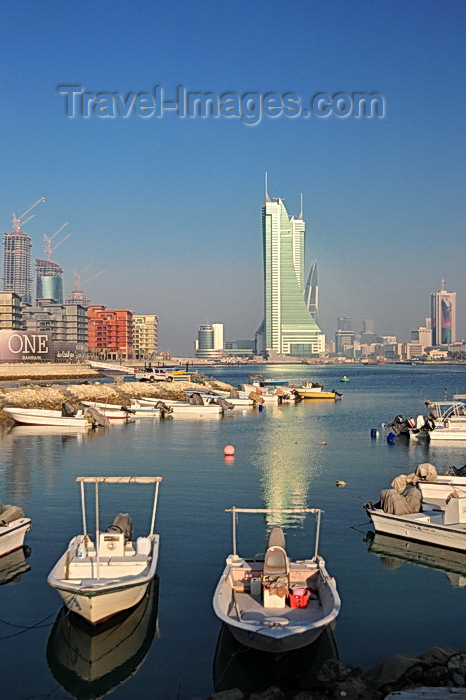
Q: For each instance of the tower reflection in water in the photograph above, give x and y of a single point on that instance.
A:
(237, 666)
(89, 662)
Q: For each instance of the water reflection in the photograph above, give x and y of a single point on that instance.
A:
(14, 565)
(393, 552)
(89, 662)
(237, 666)
(288, 461)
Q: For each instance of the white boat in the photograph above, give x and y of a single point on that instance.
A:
(276, 605)
(313, 390)
(439, 491)
(100, 578)
(443, 526)
(13, 528)
(134, 410)
(40, 416)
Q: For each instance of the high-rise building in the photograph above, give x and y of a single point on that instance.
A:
(288, 327)
(312, 292)
(210, 341)
(443, 316)
(17, 264)
(17, 258)
(49, 281)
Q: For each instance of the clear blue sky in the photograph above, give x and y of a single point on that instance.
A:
(170, 208)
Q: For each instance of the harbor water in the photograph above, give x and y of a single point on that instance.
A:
(396, 597)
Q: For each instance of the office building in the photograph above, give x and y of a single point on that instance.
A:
(49, 280)
(110, 332)
(288, 327)
(311, 294)
(145, 336)
(443, 316)
(209, 342)
(17, 264)
(10, 311)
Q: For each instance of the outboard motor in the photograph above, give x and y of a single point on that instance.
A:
(122, 524)
(67, 409)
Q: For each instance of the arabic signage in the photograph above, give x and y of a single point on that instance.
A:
(23, 346)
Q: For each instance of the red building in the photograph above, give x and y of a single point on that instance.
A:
(110, 332)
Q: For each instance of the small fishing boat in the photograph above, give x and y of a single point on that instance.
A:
(439, 525)
(276, 605)
(13, 528)
(314, 390)
(98, 579)
(41, 416)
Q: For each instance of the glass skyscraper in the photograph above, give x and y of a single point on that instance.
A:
(288, 327)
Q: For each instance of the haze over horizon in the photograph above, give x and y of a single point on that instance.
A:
(170, 207)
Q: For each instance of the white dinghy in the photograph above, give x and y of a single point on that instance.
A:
(101, 578)
(276, 605)
(13, 528)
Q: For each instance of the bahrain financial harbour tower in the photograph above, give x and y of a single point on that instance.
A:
(288, 327)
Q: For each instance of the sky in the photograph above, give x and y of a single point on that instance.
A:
(168, 209)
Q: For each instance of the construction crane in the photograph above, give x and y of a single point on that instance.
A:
(17, 221)
(48, 239)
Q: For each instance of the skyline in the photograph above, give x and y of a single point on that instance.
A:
(171, 208)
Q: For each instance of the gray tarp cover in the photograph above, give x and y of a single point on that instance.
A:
(401, 503)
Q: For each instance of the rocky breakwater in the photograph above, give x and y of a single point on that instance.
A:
(119, 393)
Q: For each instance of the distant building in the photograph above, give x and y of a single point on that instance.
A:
(311, 295)
(49, 280)
(145, 335)
(10, 311)
(17, 264)
(443, 317)
(288, 327)
(110, 332)
(209, 342)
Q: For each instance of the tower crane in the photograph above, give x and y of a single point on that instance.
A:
(17, 221)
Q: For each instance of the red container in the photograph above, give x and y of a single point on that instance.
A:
(299, 601)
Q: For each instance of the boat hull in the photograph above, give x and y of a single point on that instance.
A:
(277, 630)
(26, 416)
(96, 594)
(12, 535)
(417, 527)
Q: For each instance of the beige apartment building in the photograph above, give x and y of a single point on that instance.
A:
(145, 336)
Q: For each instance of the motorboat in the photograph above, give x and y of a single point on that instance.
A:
(98, 579)
(394, 551)
(314, 390)
(439, 525)
(13, 528)
(89, 661)
(134, 410)
(276, 604)
(41, 416)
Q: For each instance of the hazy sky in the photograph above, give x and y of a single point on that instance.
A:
(170, 207)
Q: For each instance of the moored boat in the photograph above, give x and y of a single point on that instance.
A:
(276, 605)
(98, 579)
(13, 528)
(40, 416)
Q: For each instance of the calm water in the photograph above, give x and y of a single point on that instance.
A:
(169, 648)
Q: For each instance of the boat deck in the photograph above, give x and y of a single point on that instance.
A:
(252, 610)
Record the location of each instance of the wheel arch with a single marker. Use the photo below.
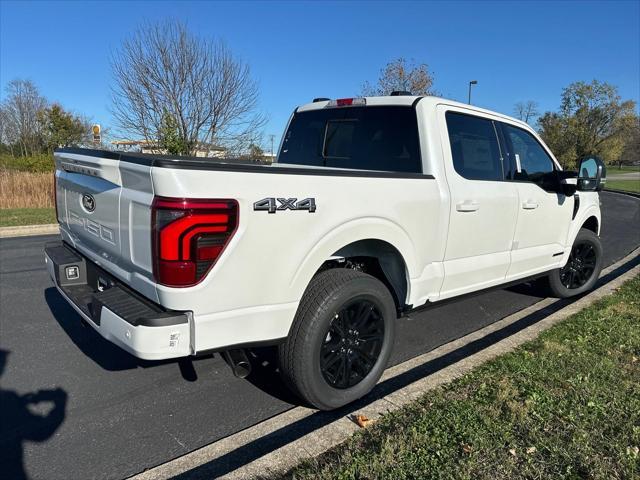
(375, 238)
(592, 223)
(379, 259)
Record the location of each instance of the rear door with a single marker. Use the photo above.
(544, 216)
(484, 207)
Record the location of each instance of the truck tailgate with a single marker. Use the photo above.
(104, 211)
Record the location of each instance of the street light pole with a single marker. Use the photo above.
(472, 82)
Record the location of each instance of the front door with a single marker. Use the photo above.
(544, 216)
(483, 208)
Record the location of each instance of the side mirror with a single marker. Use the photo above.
(592, 174)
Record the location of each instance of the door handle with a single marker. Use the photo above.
(468, 206)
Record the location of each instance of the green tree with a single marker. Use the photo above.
(256, 152)
(170, 138)
(61, 128)
(593, 120)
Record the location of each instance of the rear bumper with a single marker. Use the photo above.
(123, 317)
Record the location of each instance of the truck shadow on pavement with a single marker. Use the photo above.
(296, 430)
(21, 419)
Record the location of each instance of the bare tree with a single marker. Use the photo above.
(399, 75)
(20, 126)
(165, 71)
(526, 111)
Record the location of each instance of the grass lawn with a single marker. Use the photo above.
(626, 185)
(11, 217)
(566, 405)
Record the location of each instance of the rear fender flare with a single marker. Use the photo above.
(371, 228)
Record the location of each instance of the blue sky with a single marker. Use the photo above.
(300, 50)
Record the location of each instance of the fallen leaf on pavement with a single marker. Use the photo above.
(362, 420)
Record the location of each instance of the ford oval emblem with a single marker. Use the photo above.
(88, 202)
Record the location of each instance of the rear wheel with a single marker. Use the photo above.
(341, 338)
(582, 270)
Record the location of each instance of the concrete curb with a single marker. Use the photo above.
(28, 230)
(623, 192)
(539, 317)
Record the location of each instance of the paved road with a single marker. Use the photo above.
(75, 407)
(623, 176)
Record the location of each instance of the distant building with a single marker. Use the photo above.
(148, 146)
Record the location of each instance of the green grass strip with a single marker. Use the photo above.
(566, 405)
(13, 217)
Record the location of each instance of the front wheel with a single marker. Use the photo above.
(582, 270)
(341, 338)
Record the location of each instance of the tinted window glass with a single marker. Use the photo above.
(474, 147)
(366, 138)
(535, 163)
(338, 141)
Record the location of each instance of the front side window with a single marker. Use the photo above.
(383, 138)
(474, 147)
(533, 161)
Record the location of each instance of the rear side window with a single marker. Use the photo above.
(535, 163)
(381, 138)
(474, 147)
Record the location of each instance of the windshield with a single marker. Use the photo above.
(366, 138)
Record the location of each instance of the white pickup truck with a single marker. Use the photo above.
(375, 206)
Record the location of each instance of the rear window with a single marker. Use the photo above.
(364, 138)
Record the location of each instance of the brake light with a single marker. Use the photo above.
(189, 235)
(346, 102)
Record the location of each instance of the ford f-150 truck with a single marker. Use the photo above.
(375, 206)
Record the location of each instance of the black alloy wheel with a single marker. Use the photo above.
(352, 344)
(580, 267)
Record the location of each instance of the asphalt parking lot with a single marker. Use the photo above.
(75, 406)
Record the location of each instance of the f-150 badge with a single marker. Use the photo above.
(272, 205)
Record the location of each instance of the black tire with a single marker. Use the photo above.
(582, 270)
(326, 305)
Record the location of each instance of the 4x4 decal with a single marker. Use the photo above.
(270, 204)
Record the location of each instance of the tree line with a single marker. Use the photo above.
(31, 125)
(185, 93)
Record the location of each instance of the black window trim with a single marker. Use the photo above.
(501, 146)
(512, 163)
(413, 106)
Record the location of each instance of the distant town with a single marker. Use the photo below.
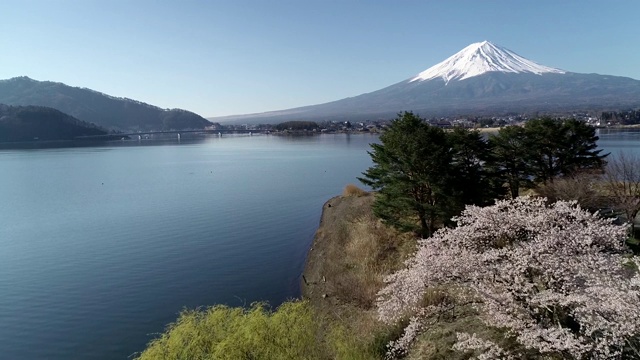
(597, 119)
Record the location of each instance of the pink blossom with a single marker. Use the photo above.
(559, 278)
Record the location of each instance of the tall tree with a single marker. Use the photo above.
(509, 160)
(622, 182)
(561, 147)
(470, 180)
(412, 175)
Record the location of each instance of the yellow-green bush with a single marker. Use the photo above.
(221, 332)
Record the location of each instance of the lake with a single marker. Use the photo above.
(103, 246)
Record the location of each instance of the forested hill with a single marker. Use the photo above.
(29, 123)
(98, 108)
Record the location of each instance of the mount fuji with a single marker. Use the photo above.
(481, 79)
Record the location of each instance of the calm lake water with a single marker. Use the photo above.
(101, 247)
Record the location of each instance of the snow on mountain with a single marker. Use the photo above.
(479, 58)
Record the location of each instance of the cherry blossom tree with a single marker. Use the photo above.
(557, 278)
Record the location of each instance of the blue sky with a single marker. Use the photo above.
(234, 57)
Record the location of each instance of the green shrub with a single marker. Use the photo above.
(221, 332)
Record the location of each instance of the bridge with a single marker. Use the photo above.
(178, 132)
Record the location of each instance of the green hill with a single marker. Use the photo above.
(29, 123)
(98, 108)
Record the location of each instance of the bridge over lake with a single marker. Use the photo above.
(178, 132)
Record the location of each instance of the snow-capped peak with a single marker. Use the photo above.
(479, 58)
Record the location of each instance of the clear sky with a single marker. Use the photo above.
(235, 57)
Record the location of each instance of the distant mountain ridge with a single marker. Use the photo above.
(29, 123)
(481, 79)
(92, 106)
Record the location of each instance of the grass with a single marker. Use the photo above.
(352, 190)
(338, 319)
(221, 332)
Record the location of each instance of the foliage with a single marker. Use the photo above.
(221, 332)
(297, 125)
(542, 150)
(583, 187)
(622, 181)
(557, 278)
(411, 172)
(509, 160)
(470, 179)
(28, 123)
(352, 190)
(561, 147)
(97, 108)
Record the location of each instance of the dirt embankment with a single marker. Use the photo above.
(351, 253)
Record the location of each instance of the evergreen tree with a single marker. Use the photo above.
(470, 179)
(412, 174)
(560, 148)
(509, 159)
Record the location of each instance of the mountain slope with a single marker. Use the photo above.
(92, 106)
(28, 123)
(481, 79)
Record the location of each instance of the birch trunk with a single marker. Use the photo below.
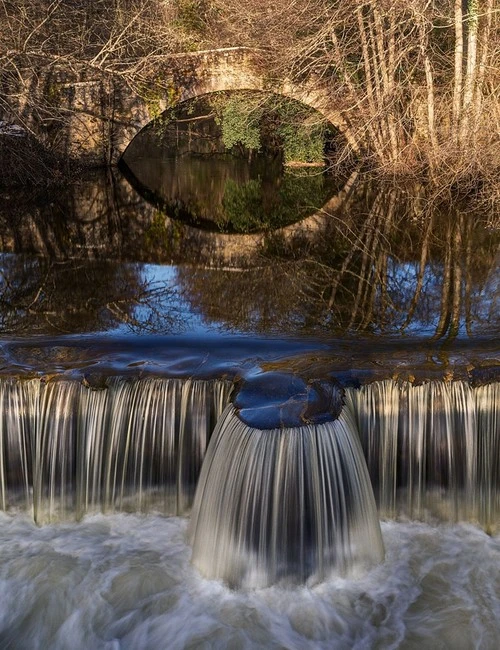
(459, 52)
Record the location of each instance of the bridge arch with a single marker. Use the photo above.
(193, 75)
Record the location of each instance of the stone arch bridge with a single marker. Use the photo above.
(104, 113)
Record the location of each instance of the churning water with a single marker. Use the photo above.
(125, 582)
(279, 500)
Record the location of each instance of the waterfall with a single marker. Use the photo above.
(67, 449)
(284, 505)
(432, 450)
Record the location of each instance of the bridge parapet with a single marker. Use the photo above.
(103, 113)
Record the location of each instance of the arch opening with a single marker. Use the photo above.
(235, 162)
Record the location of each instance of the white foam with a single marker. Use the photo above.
(125, 582)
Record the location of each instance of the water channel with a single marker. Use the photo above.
(247, 406)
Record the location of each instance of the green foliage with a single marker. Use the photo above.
(239, 119)
(255, 121)
(303, 143)
(190, 15)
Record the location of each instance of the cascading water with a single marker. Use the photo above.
(433, 449)
(289, 505)
(66, 449)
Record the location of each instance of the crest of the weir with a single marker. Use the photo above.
(287, 494)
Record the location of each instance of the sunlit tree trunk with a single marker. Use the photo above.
(470, 73)
(459, 51)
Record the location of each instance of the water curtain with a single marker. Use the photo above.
(67, 449)
(433, 450)
(289, 505)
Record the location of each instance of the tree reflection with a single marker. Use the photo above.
(42, 296)
(383, 264)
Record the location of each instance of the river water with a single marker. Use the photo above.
(110, 281)
(125, 581)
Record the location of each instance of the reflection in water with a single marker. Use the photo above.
(372, 263)
(229, 194)
(41, 296)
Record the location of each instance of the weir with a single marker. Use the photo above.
(130, 445)
(288, 505)
(432, 450)
(290, 502)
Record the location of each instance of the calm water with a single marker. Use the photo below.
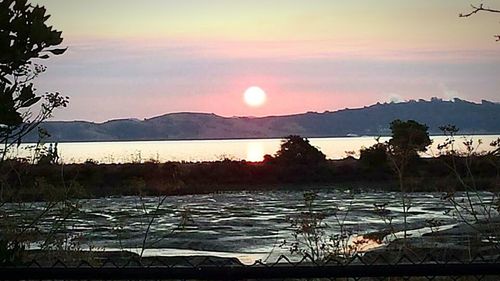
(210, 150)
(247, 225)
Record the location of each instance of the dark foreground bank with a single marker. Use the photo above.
(24, 181)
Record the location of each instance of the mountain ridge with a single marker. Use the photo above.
(470, 117)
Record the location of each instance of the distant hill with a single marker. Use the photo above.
(471, 118)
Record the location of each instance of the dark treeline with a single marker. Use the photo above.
(392, 165)
(45, 181)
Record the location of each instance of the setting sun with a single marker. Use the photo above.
(254, 96)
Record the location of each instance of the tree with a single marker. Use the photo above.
(24, 38)
(408, 139)
(480, 8)
(374, 158)
(297, 150)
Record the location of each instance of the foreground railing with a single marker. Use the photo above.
(210, 268)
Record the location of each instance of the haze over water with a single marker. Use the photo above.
(213, 150)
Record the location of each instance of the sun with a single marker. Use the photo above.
(254, 96)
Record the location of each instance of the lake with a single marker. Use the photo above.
(246, 225)
(211, 150)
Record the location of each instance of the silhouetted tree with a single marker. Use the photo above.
(408, 139)
(24, 37)
(374, 158)
(480, 8)
(297, 150)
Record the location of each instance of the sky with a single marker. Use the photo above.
(139, 59)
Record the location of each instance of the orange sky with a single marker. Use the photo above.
(146, 58)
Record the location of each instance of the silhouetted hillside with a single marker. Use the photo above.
(471, 118)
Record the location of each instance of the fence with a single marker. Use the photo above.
(212, 268)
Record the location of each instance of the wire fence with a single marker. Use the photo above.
(359, 267)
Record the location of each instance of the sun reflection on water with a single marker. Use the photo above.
(255, 152)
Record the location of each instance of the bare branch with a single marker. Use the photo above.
(476, 9)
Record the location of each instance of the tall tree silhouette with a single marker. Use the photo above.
(24, 38)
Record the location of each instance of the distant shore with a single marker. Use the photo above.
(93, 180)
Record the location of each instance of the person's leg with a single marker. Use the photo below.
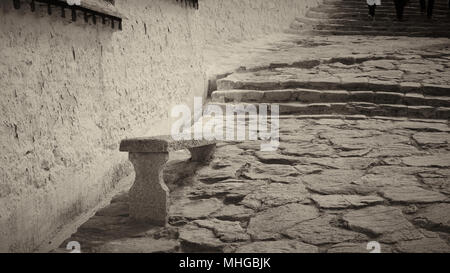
(372, 10)
(430, 8)
(399, 9)
(423, 5)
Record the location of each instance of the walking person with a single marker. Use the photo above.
(372, 4)
(427, 5)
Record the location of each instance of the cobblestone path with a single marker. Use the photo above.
(335, 184)
(364, 156)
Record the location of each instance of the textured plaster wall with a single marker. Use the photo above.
(69, 92)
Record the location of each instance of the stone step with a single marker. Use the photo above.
(328, 96)
(367, 22)
(349, 17)
(351, 108)
(335, 84)
(358, 14)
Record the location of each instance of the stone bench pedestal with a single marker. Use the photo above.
(149, 195)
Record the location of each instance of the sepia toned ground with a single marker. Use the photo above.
(364, 155)
(336, 184)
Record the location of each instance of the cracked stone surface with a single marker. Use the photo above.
(308, 203)
(337, 181)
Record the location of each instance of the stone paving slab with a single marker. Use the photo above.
(315, 202)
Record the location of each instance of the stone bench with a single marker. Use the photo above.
(149, 195)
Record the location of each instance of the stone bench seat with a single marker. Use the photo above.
(149, 195)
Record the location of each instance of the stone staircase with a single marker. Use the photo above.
(309, 91)
(349, 17)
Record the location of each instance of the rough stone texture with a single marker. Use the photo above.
(345, 201)
(356, 248)
(196, 209)
(386, 222)
(278, 247)
(200, 239)
(226, 231)
(275, 194)
(72, 91)
(435, 217)
(320, 231)
(161, 144)
(426, 245)
(149, 195)
(412, 195)
(280, 219)
(335, 205)
(139, 245)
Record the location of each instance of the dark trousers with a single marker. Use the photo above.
(372, 10)
(399, 7)
(428, 7)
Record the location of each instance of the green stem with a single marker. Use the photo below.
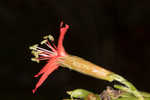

Task description: No pictures should appear; only the lines from the first line of the records through the line with "Q: For each instance of the high-rise", both included, are to be restated word for word.

Written answer:
Q: For each instance of the tower reflection in water in the photograph above, give x and y of a single point on that instance.
A:
(237, 666)
(89, 662)
Q: For each instance of the water reflection in the photograph above, give x and y of a single point on that instance.
A:
(14, 565)
(393, 552)
(89, 662)
(237, 666)
(288, 461)
Q: For each instance of the white boat in the photograph above, give x and y of a single point on that instance.
A:
(276, 605)
(313, 390)
(439, 491)
(100, 578)
(443, 526)
(13, 528)
(134, 410)
(40, 416)
Q: For each instance of the high-rise building in the photograph above, give x and y of a single point on that instance.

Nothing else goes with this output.